### Your task
Where a line in the material below has the string "white", please report it.

*** Data Section Begins ***

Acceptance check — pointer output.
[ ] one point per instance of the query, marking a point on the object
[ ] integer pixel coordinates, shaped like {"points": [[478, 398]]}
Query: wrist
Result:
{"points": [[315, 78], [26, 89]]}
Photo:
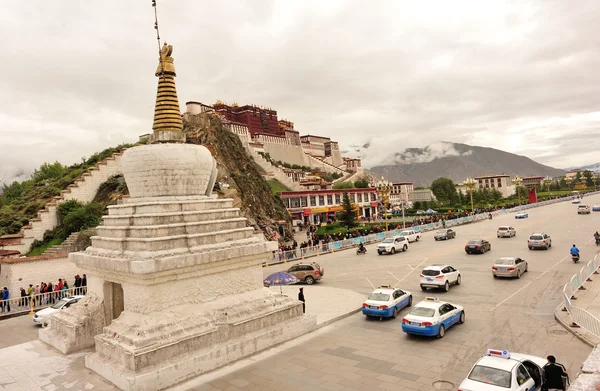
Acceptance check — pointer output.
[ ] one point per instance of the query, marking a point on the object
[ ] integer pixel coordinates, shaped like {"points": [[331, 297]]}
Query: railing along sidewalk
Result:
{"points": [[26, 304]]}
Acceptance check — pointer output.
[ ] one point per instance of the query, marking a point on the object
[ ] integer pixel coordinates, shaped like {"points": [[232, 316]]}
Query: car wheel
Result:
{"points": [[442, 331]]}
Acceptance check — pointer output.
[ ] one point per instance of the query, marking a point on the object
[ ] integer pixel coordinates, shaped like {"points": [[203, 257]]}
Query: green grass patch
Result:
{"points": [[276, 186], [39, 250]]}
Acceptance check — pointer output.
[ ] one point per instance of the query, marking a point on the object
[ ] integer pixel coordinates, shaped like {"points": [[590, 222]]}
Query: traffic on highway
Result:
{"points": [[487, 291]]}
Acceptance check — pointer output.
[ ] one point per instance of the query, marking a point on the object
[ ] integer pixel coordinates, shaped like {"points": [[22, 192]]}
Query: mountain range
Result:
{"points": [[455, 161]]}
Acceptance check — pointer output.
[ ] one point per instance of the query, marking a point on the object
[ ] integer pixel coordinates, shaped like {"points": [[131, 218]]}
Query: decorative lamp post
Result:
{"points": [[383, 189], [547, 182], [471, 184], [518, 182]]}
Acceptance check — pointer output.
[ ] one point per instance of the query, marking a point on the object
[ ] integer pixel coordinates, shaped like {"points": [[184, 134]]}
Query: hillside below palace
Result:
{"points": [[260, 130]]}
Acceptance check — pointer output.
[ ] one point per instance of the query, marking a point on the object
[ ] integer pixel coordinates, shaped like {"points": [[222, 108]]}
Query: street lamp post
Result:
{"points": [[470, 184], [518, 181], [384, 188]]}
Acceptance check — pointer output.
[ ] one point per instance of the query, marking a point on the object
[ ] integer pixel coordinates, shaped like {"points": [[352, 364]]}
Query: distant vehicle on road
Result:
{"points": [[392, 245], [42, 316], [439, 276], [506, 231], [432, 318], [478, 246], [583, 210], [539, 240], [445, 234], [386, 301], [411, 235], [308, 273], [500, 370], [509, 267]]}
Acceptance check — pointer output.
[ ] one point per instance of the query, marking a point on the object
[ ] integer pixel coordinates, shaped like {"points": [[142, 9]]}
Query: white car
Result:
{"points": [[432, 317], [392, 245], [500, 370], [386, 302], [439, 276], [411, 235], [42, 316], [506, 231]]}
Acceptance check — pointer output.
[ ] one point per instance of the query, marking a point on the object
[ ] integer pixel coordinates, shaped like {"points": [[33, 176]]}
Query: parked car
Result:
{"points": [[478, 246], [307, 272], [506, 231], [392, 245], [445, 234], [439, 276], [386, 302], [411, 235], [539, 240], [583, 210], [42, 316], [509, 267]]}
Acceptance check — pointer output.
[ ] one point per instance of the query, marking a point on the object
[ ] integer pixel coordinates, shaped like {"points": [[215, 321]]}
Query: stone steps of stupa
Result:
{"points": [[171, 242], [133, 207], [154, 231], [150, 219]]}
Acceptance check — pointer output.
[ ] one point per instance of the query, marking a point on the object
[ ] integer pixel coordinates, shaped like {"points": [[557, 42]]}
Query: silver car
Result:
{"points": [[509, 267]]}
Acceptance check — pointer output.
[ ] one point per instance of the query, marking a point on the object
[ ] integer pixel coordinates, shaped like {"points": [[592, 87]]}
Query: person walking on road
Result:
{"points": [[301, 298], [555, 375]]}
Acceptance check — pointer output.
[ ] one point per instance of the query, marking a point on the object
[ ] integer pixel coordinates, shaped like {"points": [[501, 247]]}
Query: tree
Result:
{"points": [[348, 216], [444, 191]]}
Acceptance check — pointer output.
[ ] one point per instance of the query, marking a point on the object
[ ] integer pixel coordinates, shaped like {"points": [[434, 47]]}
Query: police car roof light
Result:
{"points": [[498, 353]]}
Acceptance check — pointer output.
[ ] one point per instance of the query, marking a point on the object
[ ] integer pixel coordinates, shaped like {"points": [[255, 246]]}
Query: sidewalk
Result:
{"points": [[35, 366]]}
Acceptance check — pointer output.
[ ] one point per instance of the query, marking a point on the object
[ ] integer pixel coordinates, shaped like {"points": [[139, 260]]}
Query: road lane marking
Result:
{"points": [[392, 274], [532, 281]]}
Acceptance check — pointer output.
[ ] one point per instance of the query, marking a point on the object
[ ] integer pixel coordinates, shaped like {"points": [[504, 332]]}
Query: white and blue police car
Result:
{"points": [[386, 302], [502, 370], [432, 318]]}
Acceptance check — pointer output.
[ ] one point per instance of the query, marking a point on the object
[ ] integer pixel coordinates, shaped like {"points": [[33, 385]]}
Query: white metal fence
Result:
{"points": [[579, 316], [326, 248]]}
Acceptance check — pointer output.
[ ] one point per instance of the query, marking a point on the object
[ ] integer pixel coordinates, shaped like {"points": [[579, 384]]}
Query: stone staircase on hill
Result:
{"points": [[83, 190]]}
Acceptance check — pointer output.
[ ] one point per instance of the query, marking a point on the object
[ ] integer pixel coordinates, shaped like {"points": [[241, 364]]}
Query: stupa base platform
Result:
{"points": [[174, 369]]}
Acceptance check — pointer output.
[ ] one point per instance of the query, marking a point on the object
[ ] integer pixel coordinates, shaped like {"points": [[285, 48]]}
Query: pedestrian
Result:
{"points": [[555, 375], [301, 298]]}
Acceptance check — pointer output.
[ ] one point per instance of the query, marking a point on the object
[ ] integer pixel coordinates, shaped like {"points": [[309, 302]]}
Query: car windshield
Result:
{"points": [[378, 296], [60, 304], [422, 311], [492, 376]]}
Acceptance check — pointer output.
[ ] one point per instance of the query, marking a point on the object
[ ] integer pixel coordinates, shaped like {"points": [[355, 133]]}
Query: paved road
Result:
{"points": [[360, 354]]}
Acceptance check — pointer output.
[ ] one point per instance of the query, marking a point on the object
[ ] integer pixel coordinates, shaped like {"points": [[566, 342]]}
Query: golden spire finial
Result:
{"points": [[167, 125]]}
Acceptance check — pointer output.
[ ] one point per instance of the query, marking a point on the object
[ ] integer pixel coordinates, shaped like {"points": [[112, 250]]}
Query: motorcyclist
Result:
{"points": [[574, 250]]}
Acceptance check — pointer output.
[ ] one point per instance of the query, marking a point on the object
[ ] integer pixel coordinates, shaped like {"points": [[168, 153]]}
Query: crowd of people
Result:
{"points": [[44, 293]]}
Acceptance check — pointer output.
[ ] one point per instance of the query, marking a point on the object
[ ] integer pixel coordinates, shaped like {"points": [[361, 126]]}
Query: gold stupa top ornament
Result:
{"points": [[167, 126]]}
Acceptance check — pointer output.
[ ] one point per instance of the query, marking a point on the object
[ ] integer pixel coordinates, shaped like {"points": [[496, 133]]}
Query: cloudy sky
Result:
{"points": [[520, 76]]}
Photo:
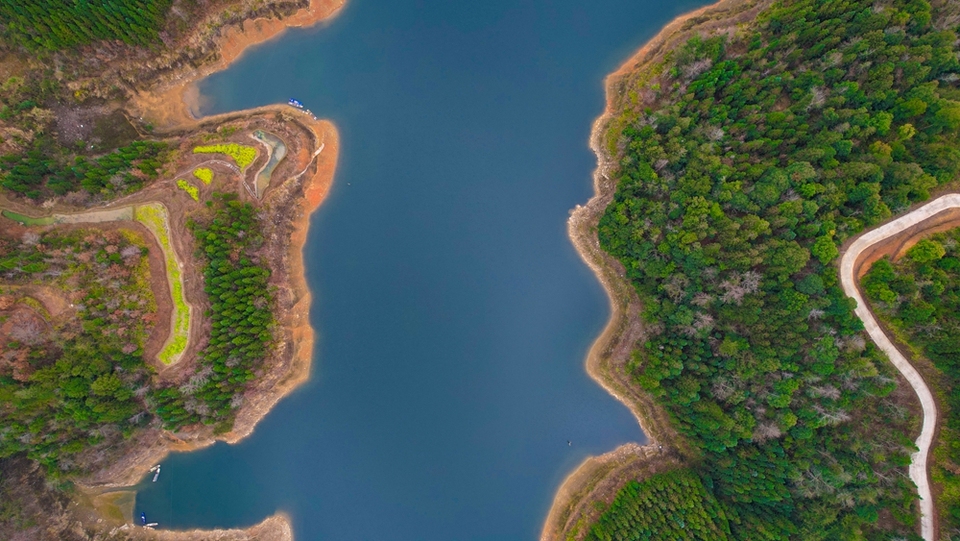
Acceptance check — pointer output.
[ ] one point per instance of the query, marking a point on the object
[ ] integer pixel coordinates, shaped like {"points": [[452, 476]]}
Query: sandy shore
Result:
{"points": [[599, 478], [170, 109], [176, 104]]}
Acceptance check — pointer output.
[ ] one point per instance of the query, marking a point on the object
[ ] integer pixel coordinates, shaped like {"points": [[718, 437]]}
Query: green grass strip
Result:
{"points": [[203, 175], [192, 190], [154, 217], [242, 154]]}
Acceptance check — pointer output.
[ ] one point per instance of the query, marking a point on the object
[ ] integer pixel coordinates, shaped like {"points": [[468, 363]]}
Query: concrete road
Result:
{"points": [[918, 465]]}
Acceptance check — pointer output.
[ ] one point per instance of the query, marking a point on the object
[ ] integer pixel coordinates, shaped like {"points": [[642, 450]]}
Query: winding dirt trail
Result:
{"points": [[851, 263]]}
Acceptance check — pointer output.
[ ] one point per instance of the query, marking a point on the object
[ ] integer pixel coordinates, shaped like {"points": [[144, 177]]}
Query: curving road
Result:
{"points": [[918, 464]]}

*** Data Section Ends ***
*** Data Section Begins ***

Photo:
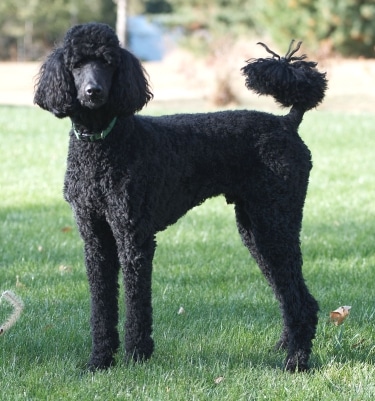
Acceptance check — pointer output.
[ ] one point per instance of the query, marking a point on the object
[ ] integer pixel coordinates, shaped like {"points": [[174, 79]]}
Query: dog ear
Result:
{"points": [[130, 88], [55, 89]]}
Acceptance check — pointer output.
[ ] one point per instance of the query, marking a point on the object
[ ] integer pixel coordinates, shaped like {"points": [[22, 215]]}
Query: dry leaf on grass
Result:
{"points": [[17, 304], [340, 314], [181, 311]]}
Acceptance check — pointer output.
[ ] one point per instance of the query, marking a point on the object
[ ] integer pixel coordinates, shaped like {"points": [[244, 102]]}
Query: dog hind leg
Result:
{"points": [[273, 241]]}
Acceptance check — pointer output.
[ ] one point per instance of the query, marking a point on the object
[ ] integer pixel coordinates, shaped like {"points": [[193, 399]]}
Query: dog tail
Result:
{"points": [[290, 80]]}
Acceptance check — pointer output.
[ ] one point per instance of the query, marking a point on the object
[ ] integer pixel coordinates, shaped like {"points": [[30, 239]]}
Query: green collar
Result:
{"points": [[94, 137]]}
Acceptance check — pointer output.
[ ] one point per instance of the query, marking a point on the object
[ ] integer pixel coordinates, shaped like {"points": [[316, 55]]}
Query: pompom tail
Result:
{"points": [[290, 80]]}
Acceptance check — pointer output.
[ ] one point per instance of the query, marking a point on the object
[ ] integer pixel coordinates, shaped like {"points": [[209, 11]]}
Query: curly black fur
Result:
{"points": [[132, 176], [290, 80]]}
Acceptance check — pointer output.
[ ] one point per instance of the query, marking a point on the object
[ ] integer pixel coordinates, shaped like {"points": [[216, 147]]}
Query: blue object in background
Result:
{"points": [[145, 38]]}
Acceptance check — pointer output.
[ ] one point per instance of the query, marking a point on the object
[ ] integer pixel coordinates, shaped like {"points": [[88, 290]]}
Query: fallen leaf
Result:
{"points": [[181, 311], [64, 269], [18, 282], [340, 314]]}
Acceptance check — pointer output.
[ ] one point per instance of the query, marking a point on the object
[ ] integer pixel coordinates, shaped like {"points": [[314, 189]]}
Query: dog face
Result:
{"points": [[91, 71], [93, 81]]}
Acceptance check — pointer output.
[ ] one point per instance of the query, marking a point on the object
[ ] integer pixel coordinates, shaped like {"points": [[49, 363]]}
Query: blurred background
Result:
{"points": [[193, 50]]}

*** Data Section Ends ***
*** Data Section Begins ***

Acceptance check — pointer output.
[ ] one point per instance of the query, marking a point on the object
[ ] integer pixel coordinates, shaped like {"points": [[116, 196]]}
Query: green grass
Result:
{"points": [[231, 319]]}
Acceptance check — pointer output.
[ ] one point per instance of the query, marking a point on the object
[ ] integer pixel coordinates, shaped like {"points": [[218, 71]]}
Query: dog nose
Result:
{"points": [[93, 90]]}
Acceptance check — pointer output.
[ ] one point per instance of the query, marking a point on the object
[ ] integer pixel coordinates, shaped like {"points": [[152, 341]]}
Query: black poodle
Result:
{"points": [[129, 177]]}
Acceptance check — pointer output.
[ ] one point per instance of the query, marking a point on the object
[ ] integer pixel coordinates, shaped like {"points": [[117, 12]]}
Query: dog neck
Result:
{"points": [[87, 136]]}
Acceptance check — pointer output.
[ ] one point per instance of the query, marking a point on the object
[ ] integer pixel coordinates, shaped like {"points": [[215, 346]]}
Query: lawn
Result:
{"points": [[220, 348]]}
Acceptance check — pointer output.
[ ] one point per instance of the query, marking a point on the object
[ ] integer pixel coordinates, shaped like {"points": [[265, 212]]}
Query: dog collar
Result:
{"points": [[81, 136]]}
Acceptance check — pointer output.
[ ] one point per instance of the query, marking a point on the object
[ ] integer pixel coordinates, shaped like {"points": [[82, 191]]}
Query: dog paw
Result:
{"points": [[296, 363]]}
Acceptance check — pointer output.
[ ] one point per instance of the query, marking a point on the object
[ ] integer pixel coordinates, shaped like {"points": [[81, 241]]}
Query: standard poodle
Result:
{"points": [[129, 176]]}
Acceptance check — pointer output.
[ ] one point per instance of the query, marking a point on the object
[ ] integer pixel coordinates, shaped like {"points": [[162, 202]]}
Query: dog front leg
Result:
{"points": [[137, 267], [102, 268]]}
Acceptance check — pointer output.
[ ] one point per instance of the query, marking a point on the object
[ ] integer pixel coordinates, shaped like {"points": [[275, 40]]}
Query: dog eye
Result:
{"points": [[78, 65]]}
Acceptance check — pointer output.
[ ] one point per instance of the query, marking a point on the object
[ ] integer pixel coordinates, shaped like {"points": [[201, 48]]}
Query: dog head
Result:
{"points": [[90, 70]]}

*** Data Section Ends ***

### Solution to this exercise
Query: white car
Query: white and blue police car
Query: white metal fence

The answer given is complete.